**Texto fornecido:**

★ ★ ★ ★ ★

ARTIGO

Recursos, Governança e Escopo 3:
O tripé da transição energética no ES

Os R$ 500 milhões anunciados pelo governo do ES para o Fundo de Descarbonização incentivam o mercado e podem levar Estado a posição de destaque, mas os desafios são grandes.

Por Guilherme Barbosa, ECO55


A transição para uma economia de baixo carbono já é uma realidade no Espírito Santo. É o que dizem os números apresentados na pesquisa Descarbonização e Eficiência Energética 2025, realizada pelo Observatório Findes e pelo Bandes: 56% das empresas capixabas pretendem investir em ações de descarbonização nos próximos 18 meses, enquanto outros 16% já avaliam essa possibilidade.


Confira a pesquisa completa no site da Findes (clique aqui)


Os temas prioritários para o setor produtivo ficaram bem definidos: eficiência energética (88%), uso de energias renováveis (86%) e economia circular (78%). Mas apesar do interesse, muitas empresas ainda enfrentam barreiras para colocar esses planos em prática.

★ ★ ★ ★ ★

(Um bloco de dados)

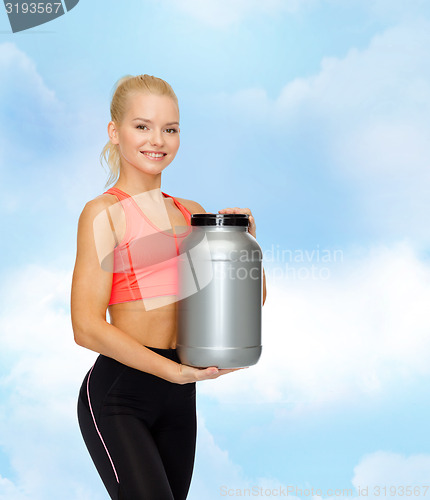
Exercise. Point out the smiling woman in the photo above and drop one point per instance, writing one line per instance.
(136, 406)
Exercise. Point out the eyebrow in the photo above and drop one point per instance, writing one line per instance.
(149, 121)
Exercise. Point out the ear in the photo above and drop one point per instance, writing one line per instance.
(113, 132)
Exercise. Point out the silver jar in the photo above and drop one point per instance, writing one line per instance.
(220, 293)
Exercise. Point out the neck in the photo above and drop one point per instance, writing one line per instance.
(134, 183)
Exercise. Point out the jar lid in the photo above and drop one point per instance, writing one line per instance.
(220, 220)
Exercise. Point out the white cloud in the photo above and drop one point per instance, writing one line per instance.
(351, 336)
(365, 116)
(223, 13)
(393, 469)
(216, 475)
(42, 369)
(384, 474)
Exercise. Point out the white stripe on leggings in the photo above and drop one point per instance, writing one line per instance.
(89, 401)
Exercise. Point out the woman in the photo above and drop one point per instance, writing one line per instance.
(136, 406)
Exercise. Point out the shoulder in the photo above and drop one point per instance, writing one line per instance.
(192, 206)
(96, 206)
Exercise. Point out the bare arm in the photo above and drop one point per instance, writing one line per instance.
(90, 294)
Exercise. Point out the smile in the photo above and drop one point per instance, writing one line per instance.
(154, 156)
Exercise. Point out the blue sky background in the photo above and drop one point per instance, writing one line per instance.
(314, 114)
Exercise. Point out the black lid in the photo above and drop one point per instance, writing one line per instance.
(220, 220)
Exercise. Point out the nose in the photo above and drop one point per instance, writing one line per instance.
(156, 137)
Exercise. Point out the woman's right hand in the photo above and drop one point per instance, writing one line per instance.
(188, 374)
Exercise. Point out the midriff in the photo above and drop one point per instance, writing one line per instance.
(152, 326)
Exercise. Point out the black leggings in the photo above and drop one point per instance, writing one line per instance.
(140, 430)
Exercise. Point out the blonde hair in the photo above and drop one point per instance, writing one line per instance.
(123, 88)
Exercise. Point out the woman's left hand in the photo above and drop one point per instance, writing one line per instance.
(236, 210)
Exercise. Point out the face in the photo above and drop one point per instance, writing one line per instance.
(148, 137)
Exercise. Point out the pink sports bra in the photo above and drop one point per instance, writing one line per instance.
(145, 260)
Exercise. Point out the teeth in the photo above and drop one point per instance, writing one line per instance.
(154, 155)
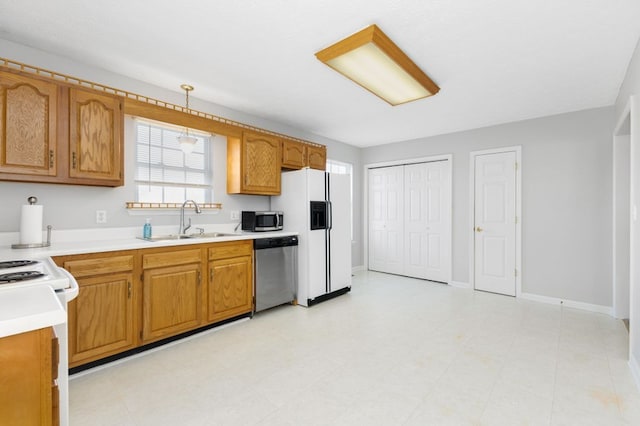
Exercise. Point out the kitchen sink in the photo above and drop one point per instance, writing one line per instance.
(210, 235)
(166, 237)
(170, 237)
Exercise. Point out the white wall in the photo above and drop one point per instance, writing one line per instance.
(73, 207)
(566, 184)
(629, 87)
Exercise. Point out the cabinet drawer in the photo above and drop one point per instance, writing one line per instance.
(182, 257)
(230, 249)
(97, 266)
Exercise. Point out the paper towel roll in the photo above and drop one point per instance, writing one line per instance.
(31, 224)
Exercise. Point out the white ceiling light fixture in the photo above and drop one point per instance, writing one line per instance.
(373, 61)
(187, 142)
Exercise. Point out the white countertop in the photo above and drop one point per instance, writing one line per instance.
(25, 309)
(114, 239)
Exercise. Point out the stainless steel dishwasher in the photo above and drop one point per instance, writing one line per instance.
(276, 271)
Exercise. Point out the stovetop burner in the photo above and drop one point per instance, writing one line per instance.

★ ★ ★ ★ ★

**Exercício 1:**
De acordo com o artigo sobre a transição energética no Espírito Santo, que percentual das empresas capixabas pretende investir em ações de descarbonização nos próximos 18 meses?
**Exercício 2:**
Reproduza sem nenhuma alteração o trecho da listagem que vai da linha que contém "Exercise. Point out the paper" até o final da listagem, com as duas extremidades incluídas.

**Resultado do exercício 1:**
56% das empresas capixabas pretendem investir em ações de descarbonização nos próximos 18 meses.

**Resultado do exercício 2:**
Exercise. Point out the paper towel roll in the photo above and drop one point per instance, writing one line per instance.
(31, 224)
Exercise. Point out the white ceiling light fixture in the photo above and drop one point per instance, writing one line per instance.
(373, 61)
(187, 142)
Exercise. Point out the white countertop in the photo above and drop one point per instance, writing one line per instance.
(25, 309)
(114, 239)
Exercise. Point out the stainless steel dishwasher in the photo above and drop one point per instance, writing one line per instance.
(276, 271)
Exercise. Point out the stovetop burner in the photo above and drop one point per instance, writing one line per instance.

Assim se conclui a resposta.